## Texto proporcionado

──────

En su Libro de retratos (1599), Francisco Pacheco, maestro y suegro de Velázquez, hace un precioso dibujo a lápiz de Fray Luis de León y también describe su carácter:

«En lo moral, el hombre más callado que se ha conocido, si bien de singular agudeza en sus dichos, con extremo abstinente y templado en la comida, bebida y sueño; de mucho secreto, verdad y fidelidad, puntual en palabras y en promesas, compuesto, poco o nada risueño».

¡Qué bien escribían en nuestro Siglo de Oro hasta los pintores!

Fray Luis era orgulloso, consciente de «haber abierto un camino no usado». Todos los testimonios dicen que fue vehemente, hasta colérico: un luchador que aspiró siempre a la serenidad, sin lograrla nunca.

Eligió Fray Luis como emblema una carrasca, la rama desmochada de una encina, y el hacha que lo hizo, con esta inscripción: «Ab ipso ferro». Lo glosa así:

«Que, de ese mismo hierro que es cortada,
cobra vigor y fuerza renovada».

Nació Fray Luis probablemente en 1527, el mismo año que Felipe II; veinticinco años después que Garcilaso; en la época de Herrera y San Juan de la Cruz. Era descendiente de judeo-conversos. Vivió en la segunda mitad del siglo XVI, en lo que se ha llamado el Renacimiento cristiano, cuando, al haber fracasado el sueño de un imperio europeo de Carlos V, el Concilio de Trento había reaccionado contra la reforma protestante.

En 1544, a los catorce años, entró Fray Luis en el convento de loa agustinos de Salamanca; en 1551, se ordenó sacerdote. Estudió en la Universidad de Salamanca. Aspiró allí a varias cátedras: obtuvo las de Santo Tomás, Durando y, en 1579, la cátedra de Biblia, que desempeñó hasta su muerte.

Fue condenado por la Inquisición y estuvo en la cárcel de Valladolid cuatro años, de 1572 a 1576, año en que pudo volver a sus clases. Volvió a ser denunciado a la Inquisición en 1578: lo absolvieron, pero le recomendaron prudencia.

¿Por qué encarcelaron a Fray Luis? Además de las rivalidades entre Órdenes religiosas, había un problema de fondo: él era partidario de basar la exégesis bíblica en los textos originales hebreos, no en la versión latina (Vulgata); también, quería usar la lengua romance, para acercar más la Biblia al pueblo: por ejemplo, sin la obligada licencia tradujo el Cantar de los Cantares.

Es lógico suponer que las denuncias, los procesos y el encarcelamiento supusieron para él una prueba muy dura y que se refleja en su obra.

──────

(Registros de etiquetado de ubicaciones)
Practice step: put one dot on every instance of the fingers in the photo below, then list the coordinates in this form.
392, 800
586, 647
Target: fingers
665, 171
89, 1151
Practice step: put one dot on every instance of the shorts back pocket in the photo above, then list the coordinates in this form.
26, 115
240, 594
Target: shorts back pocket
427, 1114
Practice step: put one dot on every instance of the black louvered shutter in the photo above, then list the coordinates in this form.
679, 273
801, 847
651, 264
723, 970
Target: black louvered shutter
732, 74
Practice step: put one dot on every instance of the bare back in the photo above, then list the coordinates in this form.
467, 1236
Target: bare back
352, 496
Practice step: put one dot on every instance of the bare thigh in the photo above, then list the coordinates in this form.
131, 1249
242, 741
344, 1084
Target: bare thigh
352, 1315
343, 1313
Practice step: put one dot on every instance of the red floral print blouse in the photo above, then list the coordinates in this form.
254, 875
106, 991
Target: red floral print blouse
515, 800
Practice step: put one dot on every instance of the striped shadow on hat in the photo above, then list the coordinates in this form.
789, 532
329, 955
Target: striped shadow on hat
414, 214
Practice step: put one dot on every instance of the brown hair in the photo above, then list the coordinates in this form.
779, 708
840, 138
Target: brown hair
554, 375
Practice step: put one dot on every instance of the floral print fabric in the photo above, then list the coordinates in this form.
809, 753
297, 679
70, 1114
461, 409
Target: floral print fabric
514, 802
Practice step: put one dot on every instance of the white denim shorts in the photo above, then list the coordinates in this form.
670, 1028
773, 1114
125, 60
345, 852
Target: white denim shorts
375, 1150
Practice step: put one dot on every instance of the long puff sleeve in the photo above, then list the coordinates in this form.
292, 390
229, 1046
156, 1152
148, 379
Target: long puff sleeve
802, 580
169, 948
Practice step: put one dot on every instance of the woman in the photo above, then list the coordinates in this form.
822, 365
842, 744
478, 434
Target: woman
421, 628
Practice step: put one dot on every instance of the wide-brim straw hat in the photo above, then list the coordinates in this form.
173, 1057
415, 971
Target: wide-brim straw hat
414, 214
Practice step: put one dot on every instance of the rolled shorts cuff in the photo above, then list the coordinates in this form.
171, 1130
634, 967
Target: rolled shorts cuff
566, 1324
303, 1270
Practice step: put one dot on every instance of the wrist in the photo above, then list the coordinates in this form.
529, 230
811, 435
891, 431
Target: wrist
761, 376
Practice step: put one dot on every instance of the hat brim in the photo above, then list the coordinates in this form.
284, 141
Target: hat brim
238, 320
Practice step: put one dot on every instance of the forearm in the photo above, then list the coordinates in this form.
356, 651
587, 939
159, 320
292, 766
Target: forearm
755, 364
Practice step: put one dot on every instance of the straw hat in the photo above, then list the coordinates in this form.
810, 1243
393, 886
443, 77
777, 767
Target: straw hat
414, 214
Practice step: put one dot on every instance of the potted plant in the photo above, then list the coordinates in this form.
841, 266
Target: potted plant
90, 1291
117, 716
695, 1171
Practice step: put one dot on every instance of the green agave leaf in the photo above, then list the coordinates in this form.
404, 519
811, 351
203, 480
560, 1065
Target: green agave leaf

──────

## Qué harás
• 1. Responde con lo que dice el texto sobre Fray Luis de León:
(a) ¿Qué emblema eligió Fray Luis?
(b) ¿En qué cárcel estuvo preso y entre qué años?
(c) ¿Qué cátedra obtuvo en 1579?
• 2. Sigue escribiendo el texto sobre Fray Luis de León a partir de su última frase.

## Respuestas
• 1.
(a) Una carrasca, la rama desmochada de una encina, y el hacha que lo hizo, con la inscripción «Ab ipso ferro».
(b) En la cárcel de Valladolid, de 1572 a 1576.
(c) La cátedra de Biblia.

• 2.
Su reconocimiento ha sido unánime: Lope le proclamó «el honor de la lengua castellana»; Quevedo, «el mejor blasón de la lengua castellana». Modernamente, escribe Menéndez Pelayo: «Nadie ha volado tan alto ni infundido, como él, en las formas clásicas, el espíritu moderno». Y Azorín: «Como estilo, es, sencillamente, un prodigio… Un espíritu libre, independiente, modernísimo».

Recientemente, lo han definido con acierto dos buenos amigos míos. Para Paco Rico, fue un gran poeta neolatino en romance. Según Alberto Blecua, quiso ser, y lo fue, el primer poeta humanista español en lengua vulgar.

En latín, escribió Fray Luis una veintena de tratados teológicos. Tradujo, en prosa y en verso, la Exposición del libro de Job; en octavas, el Cantar de los Cantares. En prosa castellana, escribió La perfecta casada, basada en la Biblia y Luis Vives, y De los nombres de Cristo.

Para un lector actual, los poemas son lo más atractivo, dentro de la obra literaria de Fray Luis de León.

«Es una comunicación del aliento celestial y divino (…) para que el estilo del decir se asemeje al sentir, y las palabras y las cosas fuesen conforme».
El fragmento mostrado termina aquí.